**EXERCISE**
From the records below, return every line containing the word "clear".

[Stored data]
-- Opening Marker --

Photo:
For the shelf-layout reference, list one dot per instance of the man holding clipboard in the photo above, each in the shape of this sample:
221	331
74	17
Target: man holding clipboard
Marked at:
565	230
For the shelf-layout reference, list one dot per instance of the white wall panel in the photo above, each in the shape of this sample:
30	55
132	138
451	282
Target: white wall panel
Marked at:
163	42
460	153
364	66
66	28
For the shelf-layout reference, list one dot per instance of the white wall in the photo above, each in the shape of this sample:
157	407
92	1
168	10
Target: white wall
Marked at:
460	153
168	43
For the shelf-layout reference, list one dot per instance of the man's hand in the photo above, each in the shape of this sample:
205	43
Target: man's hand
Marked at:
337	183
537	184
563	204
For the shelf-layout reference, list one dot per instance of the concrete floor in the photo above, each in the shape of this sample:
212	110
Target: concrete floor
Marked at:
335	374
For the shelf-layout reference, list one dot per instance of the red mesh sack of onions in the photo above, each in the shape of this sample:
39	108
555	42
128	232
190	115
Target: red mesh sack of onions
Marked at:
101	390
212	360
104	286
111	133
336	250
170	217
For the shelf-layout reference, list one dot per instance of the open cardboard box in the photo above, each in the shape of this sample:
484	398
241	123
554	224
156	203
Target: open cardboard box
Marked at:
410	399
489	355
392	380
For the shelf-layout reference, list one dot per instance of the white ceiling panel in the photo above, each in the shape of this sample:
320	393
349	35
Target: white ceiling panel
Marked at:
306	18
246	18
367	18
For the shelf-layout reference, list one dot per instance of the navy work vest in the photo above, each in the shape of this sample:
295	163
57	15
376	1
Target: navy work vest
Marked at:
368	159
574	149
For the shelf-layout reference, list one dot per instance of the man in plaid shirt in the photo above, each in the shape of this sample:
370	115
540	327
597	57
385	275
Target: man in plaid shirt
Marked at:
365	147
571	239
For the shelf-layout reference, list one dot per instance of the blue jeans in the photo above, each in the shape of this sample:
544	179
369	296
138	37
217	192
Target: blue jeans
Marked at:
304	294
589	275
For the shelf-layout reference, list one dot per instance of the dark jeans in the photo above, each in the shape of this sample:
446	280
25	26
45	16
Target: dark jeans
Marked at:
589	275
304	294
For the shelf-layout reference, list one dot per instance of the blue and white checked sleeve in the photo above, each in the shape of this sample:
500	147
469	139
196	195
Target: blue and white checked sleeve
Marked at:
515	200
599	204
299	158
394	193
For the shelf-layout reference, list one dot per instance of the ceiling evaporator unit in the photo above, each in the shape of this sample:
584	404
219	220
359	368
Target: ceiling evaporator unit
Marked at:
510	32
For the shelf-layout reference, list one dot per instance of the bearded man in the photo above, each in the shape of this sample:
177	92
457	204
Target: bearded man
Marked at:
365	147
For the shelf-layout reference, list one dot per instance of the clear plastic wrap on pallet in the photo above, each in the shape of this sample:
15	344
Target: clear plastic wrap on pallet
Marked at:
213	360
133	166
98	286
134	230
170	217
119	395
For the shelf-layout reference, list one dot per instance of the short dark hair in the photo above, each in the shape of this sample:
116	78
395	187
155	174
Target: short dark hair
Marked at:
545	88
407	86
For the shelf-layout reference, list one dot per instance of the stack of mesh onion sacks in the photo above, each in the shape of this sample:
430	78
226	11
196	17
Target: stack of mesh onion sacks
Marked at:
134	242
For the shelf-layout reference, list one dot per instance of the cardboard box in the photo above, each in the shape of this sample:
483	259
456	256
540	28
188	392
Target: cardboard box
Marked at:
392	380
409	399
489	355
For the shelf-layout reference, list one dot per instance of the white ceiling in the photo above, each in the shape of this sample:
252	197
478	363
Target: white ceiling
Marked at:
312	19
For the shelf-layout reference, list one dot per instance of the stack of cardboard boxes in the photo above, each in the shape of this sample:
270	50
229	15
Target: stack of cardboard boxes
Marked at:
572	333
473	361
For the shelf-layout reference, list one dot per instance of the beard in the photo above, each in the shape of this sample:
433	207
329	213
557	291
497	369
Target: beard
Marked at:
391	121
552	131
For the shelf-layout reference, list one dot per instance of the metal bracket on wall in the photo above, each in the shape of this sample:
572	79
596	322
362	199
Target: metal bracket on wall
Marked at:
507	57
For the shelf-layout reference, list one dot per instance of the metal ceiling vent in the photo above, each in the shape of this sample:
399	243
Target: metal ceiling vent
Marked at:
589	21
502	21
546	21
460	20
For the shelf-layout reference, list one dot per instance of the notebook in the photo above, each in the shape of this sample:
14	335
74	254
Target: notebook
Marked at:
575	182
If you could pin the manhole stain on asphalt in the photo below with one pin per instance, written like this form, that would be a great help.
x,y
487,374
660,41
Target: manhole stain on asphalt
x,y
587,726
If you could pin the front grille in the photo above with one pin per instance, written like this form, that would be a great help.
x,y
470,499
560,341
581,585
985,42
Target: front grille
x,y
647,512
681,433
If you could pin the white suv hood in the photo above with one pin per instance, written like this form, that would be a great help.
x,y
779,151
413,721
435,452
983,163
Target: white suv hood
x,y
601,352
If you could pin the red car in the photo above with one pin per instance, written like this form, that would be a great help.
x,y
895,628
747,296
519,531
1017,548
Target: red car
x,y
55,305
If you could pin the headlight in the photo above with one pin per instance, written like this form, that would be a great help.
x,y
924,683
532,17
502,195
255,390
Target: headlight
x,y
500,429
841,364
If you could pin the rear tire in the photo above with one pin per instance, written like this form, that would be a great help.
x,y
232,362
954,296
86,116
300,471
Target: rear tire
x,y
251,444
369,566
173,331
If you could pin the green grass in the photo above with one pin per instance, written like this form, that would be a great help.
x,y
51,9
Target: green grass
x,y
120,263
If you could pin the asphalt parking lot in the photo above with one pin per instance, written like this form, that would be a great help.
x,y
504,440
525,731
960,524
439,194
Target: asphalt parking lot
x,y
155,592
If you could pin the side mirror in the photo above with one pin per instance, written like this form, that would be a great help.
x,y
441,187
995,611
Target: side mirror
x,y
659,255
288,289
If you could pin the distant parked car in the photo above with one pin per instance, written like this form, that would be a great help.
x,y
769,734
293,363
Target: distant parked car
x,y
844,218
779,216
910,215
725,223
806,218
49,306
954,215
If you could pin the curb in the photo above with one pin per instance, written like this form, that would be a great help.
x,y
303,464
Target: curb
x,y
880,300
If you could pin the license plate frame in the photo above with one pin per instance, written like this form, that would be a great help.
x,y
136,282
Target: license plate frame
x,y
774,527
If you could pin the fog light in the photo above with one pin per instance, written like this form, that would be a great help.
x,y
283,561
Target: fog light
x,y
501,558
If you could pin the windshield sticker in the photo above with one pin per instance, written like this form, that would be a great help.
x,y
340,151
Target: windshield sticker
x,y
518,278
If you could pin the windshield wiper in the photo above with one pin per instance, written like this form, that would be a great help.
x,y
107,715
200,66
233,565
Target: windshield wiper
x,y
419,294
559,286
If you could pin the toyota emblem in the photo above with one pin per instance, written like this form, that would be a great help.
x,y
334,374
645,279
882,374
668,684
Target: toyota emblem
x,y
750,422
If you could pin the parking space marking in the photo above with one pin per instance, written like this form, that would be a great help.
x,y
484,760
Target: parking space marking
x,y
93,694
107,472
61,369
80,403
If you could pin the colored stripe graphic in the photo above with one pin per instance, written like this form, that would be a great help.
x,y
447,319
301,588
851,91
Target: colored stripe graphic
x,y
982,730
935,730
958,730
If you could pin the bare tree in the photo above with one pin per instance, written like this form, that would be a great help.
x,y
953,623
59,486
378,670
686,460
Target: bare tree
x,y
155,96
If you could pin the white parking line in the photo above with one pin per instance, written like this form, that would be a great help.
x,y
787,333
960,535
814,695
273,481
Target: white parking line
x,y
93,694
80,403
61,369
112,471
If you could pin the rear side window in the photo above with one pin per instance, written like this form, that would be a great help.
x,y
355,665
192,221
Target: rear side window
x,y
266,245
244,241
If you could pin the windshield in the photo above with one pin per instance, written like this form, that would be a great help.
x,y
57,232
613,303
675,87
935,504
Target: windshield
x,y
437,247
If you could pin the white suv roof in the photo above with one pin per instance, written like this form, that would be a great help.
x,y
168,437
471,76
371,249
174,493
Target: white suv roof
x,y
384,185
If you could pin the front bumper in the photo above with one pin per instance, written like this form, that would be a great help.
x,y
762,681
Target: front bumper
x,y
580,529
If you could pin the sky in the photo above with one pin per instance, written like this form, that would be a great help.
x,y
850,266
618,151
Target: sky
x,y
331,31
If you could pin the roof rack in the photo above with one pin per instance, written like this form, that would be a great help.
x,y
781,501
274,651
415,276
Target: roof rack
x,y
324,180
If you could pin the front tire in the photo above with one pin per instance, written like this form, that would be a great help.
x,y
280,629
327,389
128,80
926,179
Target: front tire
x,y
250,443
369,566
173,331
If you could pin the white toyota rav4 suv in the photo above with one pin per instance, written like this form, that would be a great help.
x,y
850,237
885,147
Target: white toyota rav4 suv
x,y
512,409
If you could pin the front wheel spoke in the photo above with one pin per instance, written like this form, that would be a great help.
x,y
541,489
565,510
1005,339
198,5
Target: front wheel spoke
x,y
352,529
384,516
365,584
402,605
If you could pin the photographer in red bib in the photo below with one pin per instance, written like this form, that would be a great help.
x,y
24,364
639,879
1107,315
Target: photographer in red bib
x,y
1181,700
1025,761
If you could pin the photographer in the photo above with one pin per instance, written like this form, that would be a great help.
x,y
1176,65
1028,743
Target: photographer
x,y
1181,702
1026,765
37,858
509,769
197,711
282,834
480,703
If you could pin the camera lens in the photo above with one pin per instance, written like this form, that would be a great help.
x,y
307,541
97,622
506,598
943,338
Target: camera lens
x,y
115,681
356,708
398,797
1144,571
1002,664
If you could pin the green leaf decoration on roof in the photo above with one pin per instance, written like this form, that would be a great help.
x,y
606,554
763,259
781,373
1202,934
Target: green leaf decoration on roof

-- Closing Marker --

**EXERCISE OUTPUT**
For the shelf-layout reference, list one dot per instance of the clear plastic wrap on pallet in the photo above, each in the shape of this sample:
Target: clear plastic wrap on pallet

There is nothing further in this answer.